══ Records provided ══
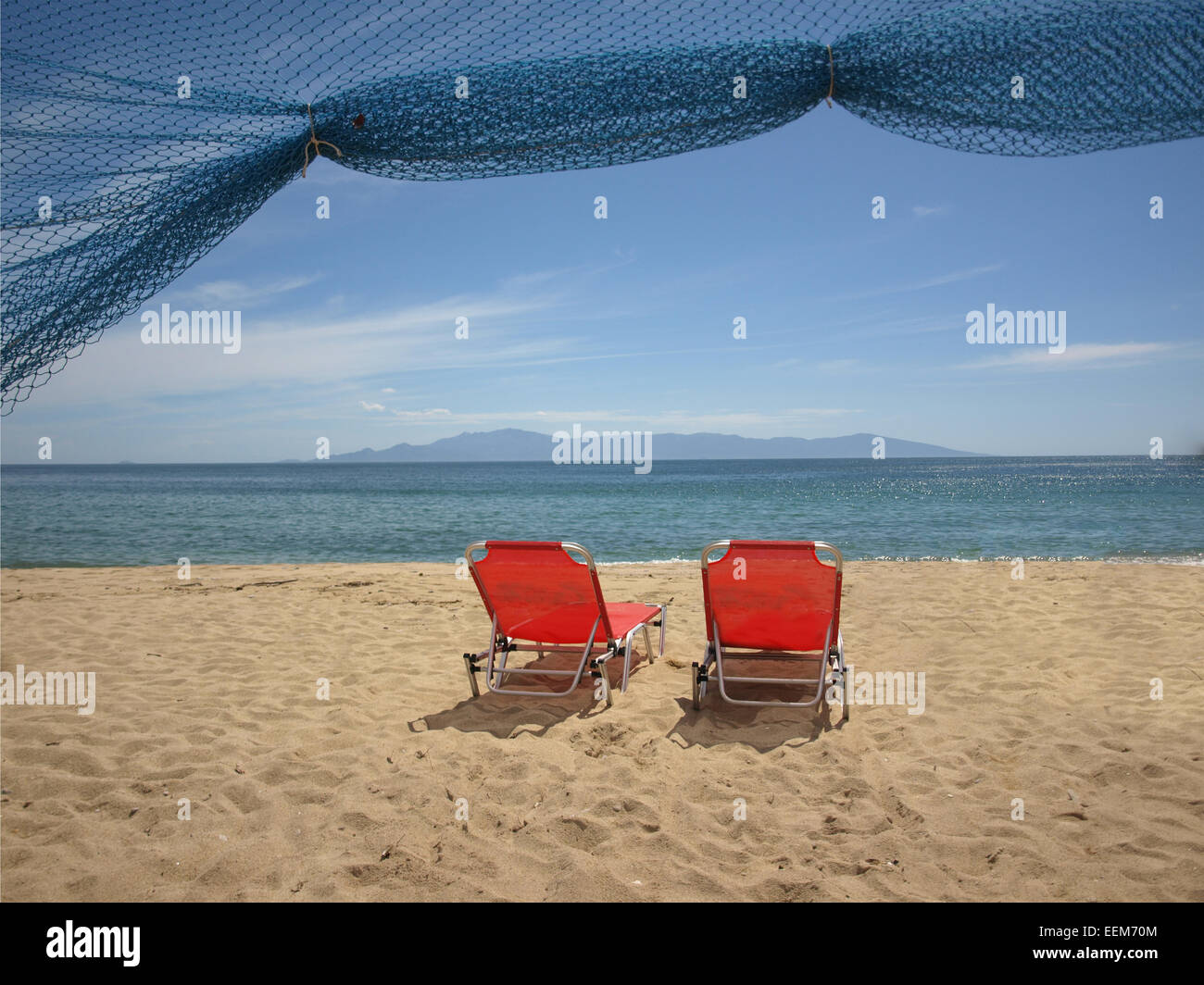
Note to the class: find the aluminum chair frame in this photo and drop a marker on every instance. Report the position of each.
(594, 655)
(831, 657)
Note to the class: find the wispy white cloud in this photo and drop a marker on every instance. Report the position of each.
(239, 293)
(1084, 355)
(940, 280)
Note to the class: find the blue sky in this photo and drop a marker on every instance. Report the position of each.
(854, 324)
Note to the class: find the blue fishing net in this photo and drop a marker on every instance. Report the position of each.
(136, 134)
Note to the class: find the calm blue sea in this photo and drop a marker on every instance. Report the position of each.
(1115, 508)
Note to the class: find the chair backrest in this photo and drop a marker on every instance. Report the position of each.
(537, 591)
(771, 595)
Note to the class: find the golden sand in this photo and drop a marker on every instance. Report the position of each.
(206, 690)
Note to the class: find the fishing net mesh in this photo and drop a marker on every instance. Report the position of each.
(136, 134)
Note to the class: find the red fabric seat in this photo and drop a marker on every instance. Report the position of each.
(541, 593)
(771, 595)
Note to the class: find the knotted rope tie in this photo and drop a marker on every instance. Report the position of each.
(317, 143)
(831, 77)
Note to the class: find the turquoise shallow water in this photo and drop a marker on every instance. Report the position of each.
(1115, 508)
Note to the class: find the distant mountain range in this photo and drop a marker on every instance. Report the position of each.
(513, 444)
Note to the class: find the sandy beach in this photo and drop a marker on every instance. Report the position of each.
(206, 692)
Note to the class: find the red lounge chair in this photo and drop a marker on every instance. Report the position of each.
(543, 600)
(771, 600)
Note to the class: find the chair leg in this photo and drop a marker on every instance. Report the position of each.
(601, 676)
(626, 660)
(473, 669)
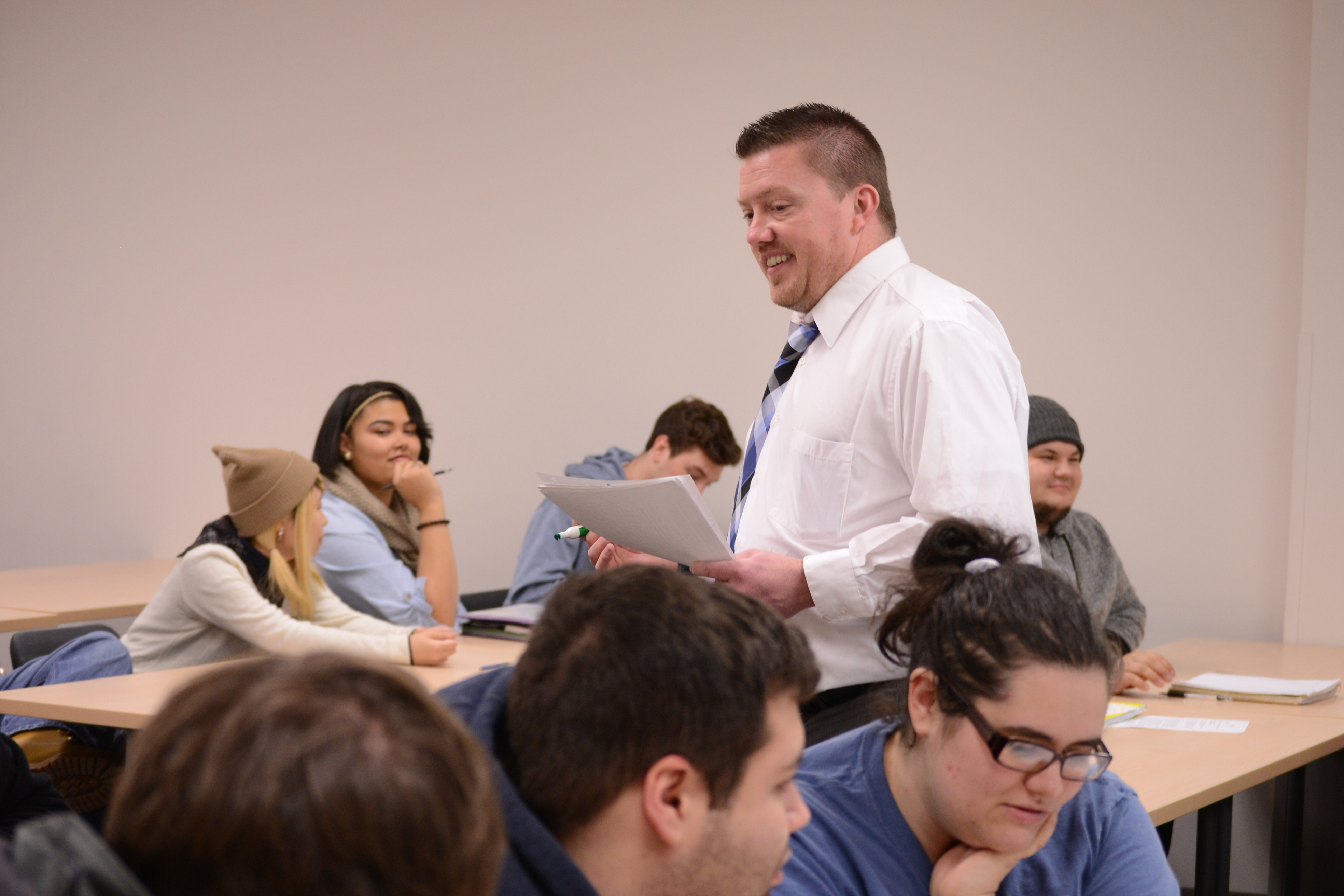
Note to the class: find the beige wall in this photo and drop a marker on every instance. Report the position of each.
(213, 217)
(1314, 611)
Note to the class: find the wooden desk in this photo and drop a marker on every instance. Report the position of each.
(25, 620)
(1195, 656)
(1176, 773)
(131, 702)
(86, 591)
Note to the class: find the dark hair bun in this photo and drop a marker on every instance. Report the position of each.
(956, 542)
(972, 629)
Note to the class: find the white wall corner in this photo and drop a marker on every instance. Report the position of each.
(1298, 507)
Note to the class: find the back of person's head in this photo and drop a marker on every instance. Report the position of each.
(319, 775)
(693, 424)
(632, 666)
(267, 489)
(975, 625)
(347, 406)
(840, 148)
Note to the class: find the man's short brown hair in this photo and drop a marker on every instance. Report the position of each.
(840, 148)
(632, 666)
(693, 424)
(319, 775)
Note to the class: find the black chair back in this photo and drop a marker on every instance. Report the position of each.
(483, 600)
(30, 645)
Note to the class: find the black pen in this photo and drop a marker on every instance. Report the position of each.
(436, 473)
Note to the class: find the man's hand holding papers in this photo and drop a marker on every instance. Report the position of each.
(775, 579)
(608, 555)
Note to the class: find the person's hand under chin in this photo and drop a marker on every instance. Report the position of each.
(966, 871)
(1146, 671)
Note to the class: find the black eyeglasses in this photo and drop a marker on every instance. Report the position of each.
(1030, 757)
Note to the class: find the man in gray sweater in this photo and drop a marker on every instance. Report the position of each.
(1077, 547)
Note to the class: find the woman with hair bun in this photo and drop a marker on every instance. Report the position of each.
(990, 774)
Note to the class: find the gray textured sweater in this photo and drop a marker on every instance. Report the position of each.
(1080, 550)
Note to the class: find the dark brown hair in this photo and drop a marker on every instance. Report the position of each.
(693, 424)
(327, 449)
(974, 629)
(840, 148)
(636, 664)
(318, 775)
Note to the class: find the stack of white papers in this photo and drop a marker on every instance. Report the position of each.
(1293, 691)
(666, 518)
(1176, 723)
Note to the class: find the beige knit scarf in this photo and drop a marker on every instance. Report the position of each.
(397, 523)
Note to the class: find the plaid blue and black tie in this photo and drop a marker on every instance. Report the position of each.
(800, 338)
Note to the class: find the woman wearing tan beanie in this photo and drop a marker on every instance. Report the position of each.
(248, 584)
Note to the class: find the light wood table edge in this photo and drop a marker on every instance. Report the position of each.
(111, 718)
(29, 621)
(1233, 786)
(99, 614)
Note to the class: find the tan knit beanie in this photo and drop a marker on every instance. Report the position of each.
(264, 486)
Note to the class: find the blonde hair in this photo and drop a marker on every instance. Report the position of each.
(296, 579)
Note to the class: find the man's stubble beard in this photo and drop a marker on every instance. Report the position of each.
(717, 870)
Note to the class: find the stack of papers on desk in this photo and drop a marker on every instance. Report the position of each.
(666, 518)
(511, 624)
(1291, 691)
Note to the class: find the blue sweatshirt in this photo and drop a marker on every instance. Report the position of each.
(545, 562)
(537, 864)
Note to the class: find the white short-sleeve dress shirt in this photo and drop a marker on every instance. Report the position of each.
(909, 407)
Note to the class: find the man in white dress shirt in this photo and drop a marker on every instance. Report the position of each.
(906, 406)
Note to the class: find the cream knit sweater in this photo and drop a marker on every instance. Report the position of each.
(209, 611)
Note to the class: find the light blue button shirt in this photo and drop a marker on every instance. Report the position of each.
(358, 565)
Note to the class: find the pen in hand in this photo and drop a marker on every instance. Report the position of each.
(436, 473)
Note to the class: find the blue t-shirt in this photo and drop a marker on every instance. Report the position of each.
(861, 845)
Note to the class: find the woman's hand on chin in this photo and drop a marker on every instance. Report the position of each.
(964, 871)
(416, 483)
(432, 647)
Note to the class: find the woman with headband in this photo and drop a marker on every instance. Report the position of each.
(247, 586)
(990, 777)
(389, 551)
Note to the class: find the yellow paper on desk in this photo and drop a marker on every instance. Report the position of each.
(1123, 711)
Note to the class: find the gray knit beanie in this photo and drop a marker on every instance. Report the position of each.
(264, 486)
(1050, 422)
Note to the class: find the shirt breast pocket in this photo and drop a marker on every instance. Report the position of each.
(812, 502)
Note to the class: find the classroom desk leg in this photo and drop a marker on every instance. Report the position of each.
(1164, 834)
(1285, 856)
(1214, 850)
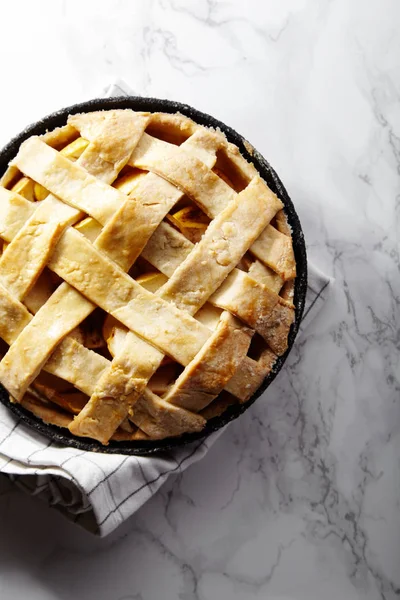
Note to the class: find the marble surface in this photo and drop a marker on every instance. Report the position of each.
(300, 498)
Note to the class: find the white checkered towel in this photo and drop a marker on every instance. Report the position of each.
(100, 491)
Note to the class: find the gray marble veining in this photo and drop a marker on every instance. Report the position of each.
(300, 498)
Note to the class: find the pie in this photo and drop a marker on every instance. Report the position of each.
(146, 276)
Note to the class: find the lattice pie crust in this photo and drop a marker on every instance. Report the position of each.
(146, 276)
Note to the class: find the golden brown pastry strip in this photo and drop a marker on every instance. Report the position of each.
(105, 284)
(276, 250)
(224, 243)
(211, 369)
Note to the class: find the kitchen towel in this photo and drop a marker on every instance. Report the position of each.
(100, 491)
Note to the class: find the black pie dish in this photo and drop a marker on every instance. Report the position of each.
(57, 119)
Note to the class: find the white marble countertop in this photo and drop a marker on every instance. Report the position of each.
(300, 498)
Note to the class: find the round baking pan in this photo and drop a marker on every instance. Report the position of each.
(59, 118)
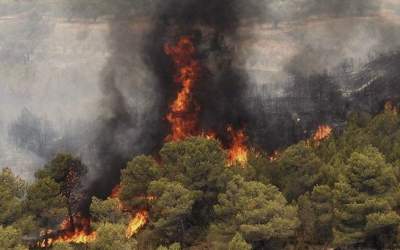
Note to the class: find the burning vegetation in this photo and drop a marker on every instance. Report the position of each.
(323, 132)
(167, 201)
(184, 111)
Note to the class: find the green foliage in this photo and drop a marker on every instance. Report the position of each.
(65, 170)
(365, 208)
(12, 190)
(198, 163)
(11, 239)
(343, 193)
(238, 243)
(297, 170)
(175, 246)
(316, 215)
(171, 210)
(62, 246)
(259, 212)
(107, 211)
(112, 236)
(136, 179)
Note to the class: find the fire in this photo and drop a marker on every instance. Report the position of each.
(238, 151)
(323, 132)
(82, 234)
(183, 112)
(391, 107)
(137, 222)
(274, 156)
(139, 219)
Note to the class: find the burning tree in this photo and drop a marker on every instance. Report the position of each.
(67, 171)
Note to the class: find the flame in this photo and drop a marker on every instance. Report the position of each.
(274, 156)
(183, 112)
(238, 151)
(138, 221)
(323, 132)
(391, 107)
(82, 234)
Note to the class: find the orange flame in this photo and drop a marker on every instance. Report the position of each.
(274, 156)
(391, 107)
(81, 235)
(238, 151)
(323, 132)
(137, 222)
(183, 112)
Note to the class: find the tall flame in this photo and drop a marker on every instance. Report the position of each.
(183, 112)
(323, 132)
(82, 233)
(238, 150)
(138, 221)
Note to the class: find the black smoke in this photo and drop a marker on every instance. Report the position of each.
(138, 84)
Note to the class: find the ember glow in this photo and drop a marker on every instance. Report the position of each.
(138, 221)
(80, 233)
(183, 111)
(323, 132)
(238, 150)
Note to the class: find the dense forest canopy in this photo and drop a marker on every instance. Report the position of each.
(341, 192)
(249, 171)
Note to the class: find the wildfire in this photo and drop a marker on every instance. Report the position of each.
(323, 132)
(139, 219)
(391, 107)
(183, 112)
(137, 222)
(274, 156)
(82, 233)
(238, 151)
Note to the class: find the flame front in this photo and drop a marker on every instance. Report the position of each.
(137, 222)
(183, 112)
(82, 234)
(323, 132)
(238, 151)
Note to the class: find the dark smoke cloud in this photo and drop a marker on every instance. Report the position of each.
(311, 93)
(277, 68)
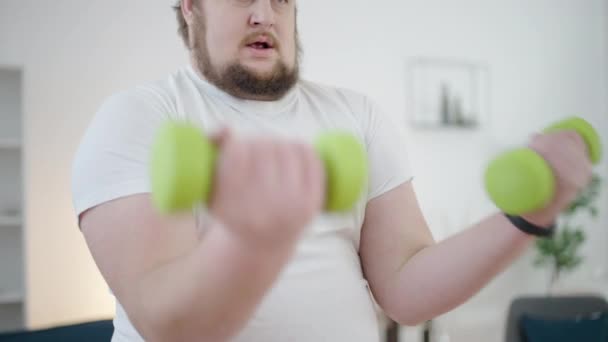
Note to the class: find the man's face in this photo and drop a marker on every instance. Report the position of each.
(247, 47)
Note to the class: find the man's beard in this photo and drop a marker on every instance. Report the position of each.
(238, 80)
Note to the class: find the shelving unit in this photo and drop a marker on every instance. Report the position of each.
(12, 292)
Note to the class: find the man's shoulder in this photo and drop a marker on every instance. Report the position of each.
(332, 92)
(159, 90)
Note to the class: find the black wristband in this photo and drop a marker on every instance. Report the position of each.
(530, 228)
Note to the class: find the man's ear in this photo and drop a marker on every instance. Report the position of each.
(187, 10)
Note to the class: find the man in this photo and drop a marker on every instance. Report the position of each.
(266, 263)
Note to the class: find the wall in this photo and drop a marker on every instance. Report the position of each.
(547, 60)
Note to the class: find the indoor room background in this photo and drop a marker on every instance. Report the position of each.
(524, 64)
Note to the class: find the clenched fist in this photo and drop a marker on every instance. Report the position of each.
(266, 191)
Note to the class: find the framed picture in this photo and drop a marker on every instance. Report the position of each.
(447, 93)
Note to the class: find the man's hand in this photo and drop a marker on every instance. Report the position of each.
(567, 154)
(266, 191)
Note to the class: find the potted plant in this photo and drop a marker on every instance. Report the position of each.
(561, 252)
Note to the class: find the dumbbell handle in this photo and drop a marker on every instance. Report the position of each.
═══
* **Problem statement**: Do not include pictures. Copy only the lines running from the line with "Note to the class: find the flame front" through the last line of the records, exactly as they appear.

* **Response**:
Note to the class: find the flame front in this photo and drop a marker on every instance. Report the position of each.
(137, 222)
(183, 112)
(82, 234)
(323, 132)
(238, 151)
Note to the class: find the dark smoke cloud in this photo and drop a marker on every instance. Report the position of each.
(311, 93)
(277, 68)
Note to the class: find the man's face in this photo and drop a marker on every instance. Report the position of each.
(247, 47)
Note to the class: find the man's beard in this photo and drop a marker on every instance. Report the position of each.
(238, 80)
Note to the class: find the shelving unit in this photo and drop a marker on every instance. Report the position of each.
(12, 292)
Note to the class: find the man's shoulder in this photo and drop a marker on every instance. Report the position of each.
(332, 92)
(159, 90)
Note to the class: find the black wristband in this photo and drop a marker on every instance. Report the position of each.
(530, 228)
Note to the class: find the man's ear in this photo and drop a marker on every instance. Report the position of each.
(187, 10)
Note to the class: find the man in this photo and drop a marker on every instance. Report the position of each.
(266, 263)
Note to the class: find the wall in this photo and drop a marker on every instance. Report the position of each.
(547, 60)
Note to the class: find the indoor room background in this photo and drop a marker on every instance. Report the position of each.
(524, 64)
Note to the class: find the clenched fist in this photo and drop a marker on every instance. Report the position of each.
(266, 191)
Note to the class: find the framed picture in this photo and drop a marker on every instance. Report the position of each.
(447, 93)
Note to the class: find the man's hand in this photo and drop a marker on every instance. Report the position of each.
(567, 154)
(266, 191)
Note to the class: find the potted plant in this photo and drop a marker on every instance. Report the position of each.
(561, 252)
Note to the class: find the dumbbell handle in this photo and drop a marker on every instance. Report the position of each.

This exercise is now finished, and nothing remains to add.